Reproduce every item below word for word, leaving out the pictures.

-- Start Dataset content --

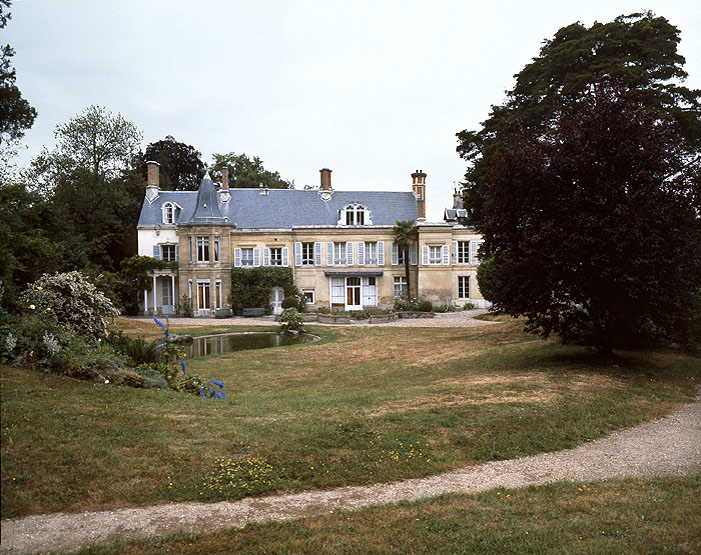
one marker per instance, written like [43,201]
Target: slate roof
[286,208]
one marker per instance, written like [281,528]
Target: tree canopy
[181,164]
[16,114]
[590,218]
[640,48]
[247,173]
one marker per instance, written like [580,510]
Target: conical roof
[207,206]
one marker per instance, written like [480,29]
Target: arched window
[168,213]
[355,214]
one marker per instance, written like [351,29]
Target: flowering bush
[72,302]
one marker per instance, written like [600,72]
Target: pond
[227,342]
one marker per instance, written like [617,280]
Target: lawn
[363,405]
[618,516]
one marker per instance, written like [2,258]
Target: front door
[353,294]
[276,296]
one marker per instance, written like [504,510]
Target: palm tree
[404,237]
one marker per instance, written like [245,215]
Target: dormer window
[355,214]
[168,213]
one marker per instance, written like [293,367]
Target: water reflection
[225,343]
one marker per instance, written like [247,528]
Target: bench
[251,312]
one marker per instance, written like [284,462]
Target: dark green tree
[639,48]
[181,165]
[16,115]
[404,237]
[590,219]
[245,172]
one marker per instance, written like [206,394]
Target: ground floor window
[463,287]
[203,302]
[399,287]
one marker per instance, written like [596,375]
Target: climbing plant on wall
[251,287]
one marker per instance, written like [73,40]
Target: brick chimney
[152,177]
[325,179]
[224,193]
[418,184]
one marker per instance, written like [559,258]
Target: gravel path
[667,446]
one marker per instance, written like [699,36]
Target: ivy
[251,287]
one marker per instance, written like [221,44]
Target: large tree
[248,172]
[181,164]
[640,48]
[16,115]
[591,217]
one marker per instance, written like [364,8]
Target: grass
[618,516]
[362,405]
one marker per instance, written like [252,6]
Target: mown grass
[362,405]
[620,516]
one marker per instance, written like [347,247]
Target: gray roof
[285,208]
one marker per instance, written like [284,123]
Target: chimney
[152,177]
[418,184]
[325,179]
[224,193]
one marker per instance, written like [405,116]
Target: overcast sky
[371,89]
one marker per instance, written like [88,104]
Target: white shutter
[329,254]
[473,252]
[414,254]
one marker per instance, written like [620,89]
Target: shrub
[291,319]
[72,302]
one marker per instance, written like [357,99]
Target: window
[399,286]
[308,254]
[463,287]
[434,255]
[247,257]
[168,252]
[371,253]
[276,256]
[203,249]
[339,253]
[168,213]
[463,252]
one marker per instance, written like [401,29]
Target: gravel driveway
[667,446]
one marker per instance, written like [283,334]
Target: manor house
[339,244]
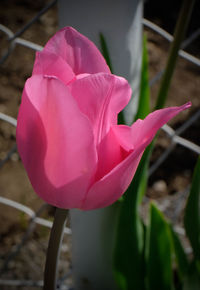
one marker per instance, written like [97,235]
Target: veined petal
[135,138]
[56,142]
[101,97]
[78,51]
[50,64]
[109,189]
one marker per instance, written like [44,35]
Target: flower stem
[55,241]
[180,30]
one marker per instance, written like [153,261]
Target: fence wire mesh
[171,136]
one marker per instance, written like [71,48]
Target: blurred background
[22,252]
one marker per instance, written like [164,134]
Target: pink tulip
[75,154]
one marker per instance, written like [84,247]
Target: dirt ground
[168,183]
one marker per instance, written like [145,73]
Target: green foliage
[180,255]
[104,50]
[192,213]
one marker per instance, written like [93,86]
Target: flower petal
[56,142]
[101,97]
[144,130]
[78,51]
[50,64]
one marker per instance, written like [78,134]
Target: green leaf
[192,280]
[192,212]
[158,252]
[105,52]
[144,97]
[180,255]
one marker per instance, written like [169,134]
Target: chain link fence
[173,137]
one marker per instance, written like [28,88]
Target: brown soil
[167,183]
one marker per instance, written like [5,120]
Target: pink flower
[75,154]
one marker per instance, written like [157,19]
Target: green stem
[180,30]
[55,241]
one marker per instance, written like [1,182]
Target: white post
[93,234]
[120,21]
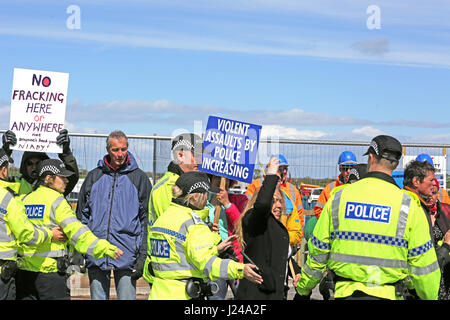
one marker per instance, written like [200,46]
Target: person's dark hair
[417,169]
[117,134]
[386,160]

-- End Dataset content --

### Exercise solution
one marker per instance, written like [43,201]
Target: slate roof
[286,208]
one marker per instance, written like [281,528]
Target: tree canopy
[181,164]
[16,114]
[590,218]
[640,48]
[247,173]
one marker per instance, written like [580,510]
Target: conical roof
[207,206]
one marker per instance, written like [480,29]
Target: arched window
[168,213]
[355,214]
one marker per instance, written like [351,29]
Target: flowering bush
[72,302]
one marker per instance, written like [600,72]
Target: pond
[227,342]
one marker per instance, written like [617,280]
Target: lawn
[363,405]
[618,516]
one marker per instance, written like [2,258]
Target: front door
[353,294]
[276,296]
one marker per instance, written like [504,510]
Target: palm tree
[404,237]
one marker per instance, written like [245,215]
Target: dormer window
[355,214]
[168,213]
one marker per instance, written like [293,367]
Target: water reflection
[225,343]
one marker per instance, written like [247,528]
Target: bench
[251,312]
one marker per instance, written like [284,462]
Target: dark green tree
[639,48]
[181,165]
[16,115]
[404,237]
[590,219]
[245,172]
one marker per instance, written like [206,394]
Target: ground floor window
[463,287]
[203,302]
[399,287]
one marker per instance, written like [596,375]
Target: climbing plant on wall
[251,287]
one marker per instance, written like [73,40]
Target: brick chimney
[152,177]
[325,179]
[224,193]
[418,184]
one marker per instance, written like [559,258]
Target: gravel path
[667,446]
one marker per instance, written like [699,36]
Target: ivy
[251,287]
one marker per instance, written like [221,44]
Target: large tree
[248,172]
[181,164]
[640,48]
[16,115]
[591,217]
one marker per instance, written like [364,8]
Target: grass
[618,516]
[362,405]
one marker per instance, written like [252,6]
Target: mown grass
[362,405]
[620,516]
one marker per instance, written like [347,247]
Target: gray roof
[285,208]
one marker per instance, written like [284,123]
Target: chimney
[152,177]
[418,184]
[325,179]
[224,193]
one marker per instance, written like [405,116]
Target: overcast sky
[371,89]
one marker per instance, written like [88,104]
Target: white shutter
[329,254]
[473,252]
[414,254]
one marker per instance, written like [620,89]
Target: shrub
[291,319]
[72,302]
one marker per instance, written like [357,99]
Target: window
[399,286]
[308,254]
[463,287]
[434,255]
[247,257]
[168,252]
[371,253]
[276,256]
[203,249]
[339,253]
[168,213]
[463,252]
one marker per instance, written like [401,29]
Target: gravel driveway
[667,446]
one marker per instance, written like [283,334]
Target: manor house
[339,244]
one marker per instance, written like [97,235]
Target: veined petal
[135,138]
[56,142]
[101,97]
[78,51]
[50,64]
[109,189]
one marker per instance, written like [44,35]
Target: flower stem
[55,241]
[180,30]
one marker per instance, written like [153,261]
Target: fence wire mesh
[171,136]
one marker per instance, written like [71,48]
Target: blurred background
[22,252]
one marker per instance, written like [164,134]
Target: pink tulip
[75,154]
one marker per instance, written like [84,247]
Target: dirt ground
[168,183]
one marker per instance, written like [145,73]
Target: green foliage
[180,255]
[104,50]
[192,213]
one marker per instance, written like [93,86]
Target: flower petal
[56,142]
[101,97]
[144,130]
[78,51]
[50,64]
one marker per instance, written like [78,134]
Target: green leaf
[192,280]
[192,212]
[158,252]
[105,52]
[144,97]
[180,255]
one marker per instance, written like [169,134]
Target: chain link fence
[173,137]
one marker per instance, written like [28,88]
Target: brown soil
[167,183]
one marker per instance, written like [5,120]
Target: pink flower
[75,154]
one marker per instance, written like [157,19]
Target: green stem
[180,30]
[55,241]
one marker per instance, written like [1,182]
Target: white post
[93,234]
[120,21]
one marker per instance, written like [200,46]
Target: person's dark hair
[417,169]
[117,134]
[386,160]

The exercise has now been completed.